[Text block — start]

In this guide, we'll deploy Qwen3.5-35B-A3B on Vast.ai using SGLang, which has day-0 Qwen3.5 support as of v0.5.9, on a single A100 80GB GPU.
Deploying on Vast.ai
Install the Vast.ai CLI and set your API key:
pip install --upgrade vastai
export VAST_API_KEY="YOUR_KEY_HERE"
vastai set api-key $VAST_API_KEY
Search for a suitable GPU. The model needs ~66 GB VRAM in BF16, so an 80 GB card works:
vastai search offers "gpu_ram>=80 num_gpus=1 direct_port_count>=1 rentable=true disk_space>=200 cuda_vers>=12.2" -o dph
Deploy the model using SGLang's Docker image. Replace YOUR_INSTANCE_ID with an offer ID from the search results:
vastai create instance YOUR_INSTANCE_ID \
--image lmsysorg/sglang:latest \
--env '-p 8000:8000' \
--disk 200 \
--onstart-cmd "python3 -m sglang.launch_server \
--model-path Qwen/Qwen3.5-35B-A3B \
--host 0.0.0.0 --port 8000 \
--tp-size 1 \
--context-length 32768 \
--reasoning-parser qwen3 \
--mem-fraction-static 0.85"
Key flags:
--reasoning-parser qwen3enables the model's built-in thinking mode, separating reasoning from the final answer--mem-fraction-static 0.85allocates 85% of GPU memory for KV cache--context-length 32768sets a 32K context window (the model supports up to 262K natively)
The model will download (~70 GB) and load automatically. Check vastai logs YOUR_INSTANCE_ID — you'll see "The server is fired up and ready to roll!" when it's serving.
Calling the Model
Find your instance's IP and port in the Instances tab of the Vast.ai console. Click the IP address button to see the port mapping for 8000/tcp.

[Text block — finish]

#### [Required action 1]
According to the deployment guide, how much VRAM does the model need in BF16?
#### [Required action 2]
Reproduce the part of the deployment guide starting with "The model will" and going on through "mapping for 8000/tcp.", replacing "console" with "dashboard".

[Raw data — start]

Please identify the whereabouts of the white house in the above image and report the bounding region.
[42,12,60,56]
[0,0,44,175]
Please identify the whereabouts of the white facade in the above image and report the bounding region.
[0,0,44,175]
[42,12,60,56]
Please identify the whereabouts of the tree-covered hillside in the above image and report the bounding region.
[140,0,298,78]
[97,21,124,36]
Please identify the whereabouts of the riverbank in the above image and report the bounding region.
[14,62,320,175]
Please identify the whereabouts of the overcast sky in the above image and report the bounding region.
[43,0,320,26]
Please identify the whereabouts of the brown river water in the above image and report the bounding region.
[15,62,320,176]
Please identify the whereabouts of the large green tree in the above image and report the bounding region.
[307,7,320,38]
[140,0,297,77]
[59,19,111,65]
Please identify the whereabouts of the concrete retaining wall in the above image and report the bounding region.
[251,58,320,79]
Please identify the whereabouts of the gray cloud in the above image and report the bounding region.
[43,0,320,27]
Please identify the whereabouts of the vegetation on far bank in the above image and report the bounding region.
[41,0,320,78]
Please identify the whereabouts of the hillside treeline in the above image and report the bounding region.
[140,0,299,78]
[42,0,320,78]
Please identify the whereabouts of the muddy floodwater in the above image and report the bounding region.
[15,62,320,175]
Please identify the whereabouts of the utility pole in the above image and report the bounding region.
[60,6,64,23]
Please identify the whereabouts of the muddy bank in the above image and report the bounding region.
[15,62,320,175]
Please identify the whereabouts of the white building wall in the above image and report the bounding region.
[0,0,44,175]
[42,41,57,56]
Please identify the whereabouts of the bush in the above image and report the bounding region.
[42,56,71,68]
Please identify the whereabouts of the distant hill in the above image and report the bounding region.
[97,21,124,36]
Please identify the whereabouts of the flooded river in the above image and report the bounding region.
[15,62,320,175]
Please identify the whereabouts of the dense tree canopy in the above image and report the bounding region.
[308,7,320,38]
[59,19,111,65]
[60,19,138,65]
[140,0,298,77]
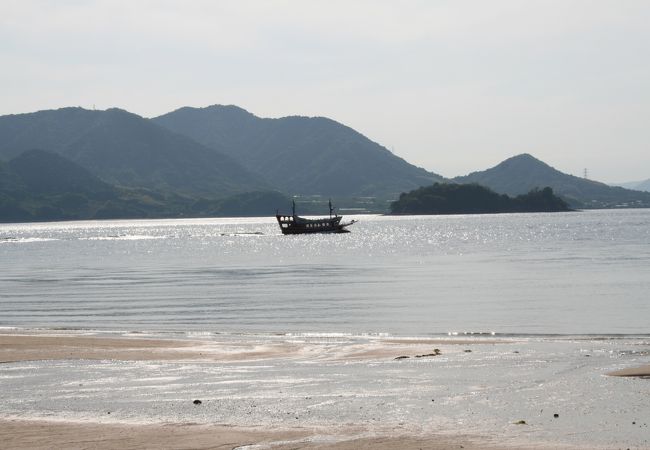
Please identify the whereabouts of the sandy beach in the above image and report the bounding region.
[0,334,507,450]
[0,421,520,450]
[0,334,506,363]
[0,331,649,450]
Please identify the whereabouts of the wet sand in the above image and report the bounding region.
[607,365,650,377]
[0,334,509,363]
[0,420,536,450]
[0,332,604,450]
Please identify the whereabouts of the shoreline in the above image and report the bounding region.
[0,418,556,450]
[0,330,650,450]
[0,331,508,364]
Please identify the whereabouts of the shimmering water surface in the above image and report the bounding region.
[0,210,650,335]
[0,210,650,449]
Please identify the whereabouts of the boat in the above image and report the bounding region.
[275,200,356,234]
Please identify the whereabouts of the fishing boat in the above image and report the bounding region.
[275,200,356,234]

[Raw data — finish]

#### [Exercise output 1]
About 66 GB.

#### [Exercise output 2]
The model will download (~70 GB) and load automatically. Check vastai logs YOUR_INSTANCE_ID — you'll see "The server is fired up and ready to roll!" when it's serving.
Calling the Model
Find your instance's IP and port in the Instances tab of the Vast.ai dashboard. Click the IP address button to see the port mapping for 8000/tcp.